* DESCRIPTION OF THE TASK
Copy the lines of the entries exactly, from the opening one to the one holding "Query: man's shoulder", and leave out everything after.
[INFORMATION GIVEN Boundary: Start]
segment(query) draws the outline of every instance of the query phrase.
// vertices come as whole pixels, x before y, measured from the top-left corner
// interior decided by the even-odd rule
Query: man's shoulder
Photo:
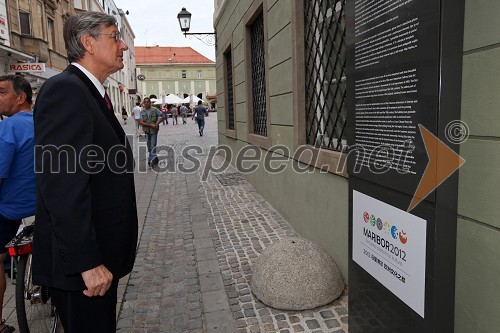
[[[33,131],[32,112],[18,112],[0,121],[0,138],[6,143],[15,144],[16,137],[19,138],[26,134],[33,135]]]
[[[64,71],[49,78],[40,89],[39,96],[46,90],[61,92],[70,89],[81,89],[85,84],[70,71]]]
[[[33,112],[17,112],[11,117],[4,118],[0,121],[0,128],[15,127],[17,123],[33,121]]]

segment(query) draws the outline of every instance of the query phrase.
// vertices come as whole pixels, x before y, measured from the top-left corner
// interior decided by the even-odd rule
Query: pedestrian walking
[[[128,113],[124,106],[122,106],[122,119],[123,119],[123,125],[127,125]]]
[[[111,333],[138,223],[134,158],[103,82],[128,47],[100,12],[69,17],[63,36],[70,65],[44,83],[34,112],[33,283],[49,287],[64,332]]]
[[[35,214],[32,90],[19,75],[0,76],[0,332],[14,327],[2,319],[7,281],[5,245],[16,236],[21,219]]]
[[[207,108],[201,104],[201,100],[198,101],[198,105],[194,108],[193,118],[196,118],[198,123],[198,133],[203,136],[203,130],[205,129],[205,114],[207,113]]]
[[[172,105],[172,108],[170,109],[170,113],[172,114],[172,125],[179,125],[177,121],[177,107],[175,105]]]
[[[163,114],[155,107],[151,107],[151,99],[144,98],[144,109],[141,111],[141,125],[147,137],[148,145],[148,165],[158,164],[156,155],[156,143],[158,141],[158,131],[160,123],[163,121]]]
[[[168,109],[163,107],[161,109],[161,113],[163,114],[163,126],[168,125]]]
[[[132,109],[132,115],[134,116],[134,121],[135,121],[135,135],[137,137],[141,136],[141,103],[137,102],[135,103],[134,108]]]
[[[187,111],[188,111],[188,108],[184,104],[182,104],[181,108],[180,108],[181,117],[182,117],[182,124],[187,123],[187,121],[186,121]]]

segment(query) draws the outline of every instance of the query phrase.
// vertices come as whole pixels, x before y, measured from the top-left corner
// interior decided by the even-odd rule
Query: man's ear
[[[25,92],[20,93],[19,95],[17,95],[17,104],[18,105],[24,104],[24,102],[26,102],[26,98],[27,96]]]
[[[89,54],[94,54],[94,42],[95,39],[90,35],[83,35],[80,37],[80,42],[82,42],[83,48]]]

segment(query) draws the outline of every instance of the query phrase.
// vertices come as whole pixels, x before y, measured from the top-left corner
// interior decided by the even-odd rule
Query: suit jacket
[[[81,272],[100,264],[123,277],[134,264],[138,228],[125,132],[72,65],[45,82],[34,115],[33,283],[83,290]]]

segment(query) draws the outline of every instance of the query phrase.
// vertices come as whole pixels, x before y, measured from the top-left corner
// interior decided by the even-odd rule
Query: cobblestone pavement
[[[153,170],[146,165],[144,138],[134,138],[138,253],[120,282],[117,331],[347,332],[347,295],[314,310],[280,311],[251,293],[253,261],[270,243],[296,233],[234,168],[201,181],[209,149],[217,144],[216,126],[215,113],[206,118],[203,137],[191,120],[162,126],[161,161]],[[134,132],[133,123],[124,127]],[[192,166],[181,152],[188,145],[202,148],[191,151],[201,169],[180,172]],[[218,156],[214,160],[222,164]]]
[[[160,131],[158,146],[175,154],[161,157],[159,170],[168,162],[176,172],[157,175],[118,331],[347,332],[347,295],[309,311],[271,309],[252,295],[253,260],[296,233],[234,168],[206,181],[203,169],[178,171],[188,145],[202,148],[203,168],[217,144],[216,125],[211,114],[203,137],[191,121]],[[214,161],[222,164],[218,156]]]

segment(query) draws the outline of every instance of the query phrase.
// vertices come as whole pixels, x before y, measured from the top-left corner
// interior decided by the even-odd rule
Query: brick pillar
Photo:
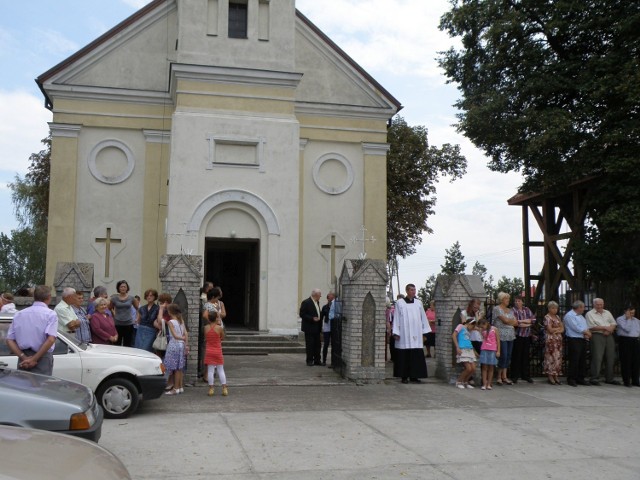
[INFORMATION GIVEN Boundary: End]
* ANSWER TO THE PROBLEM
segment(query) draws the outline of every instance of the query phrase.
// vertices come as whole pixels, x before y, measured from the top-left corner
// interior decided by the even-odd rule
Query: man's shoulder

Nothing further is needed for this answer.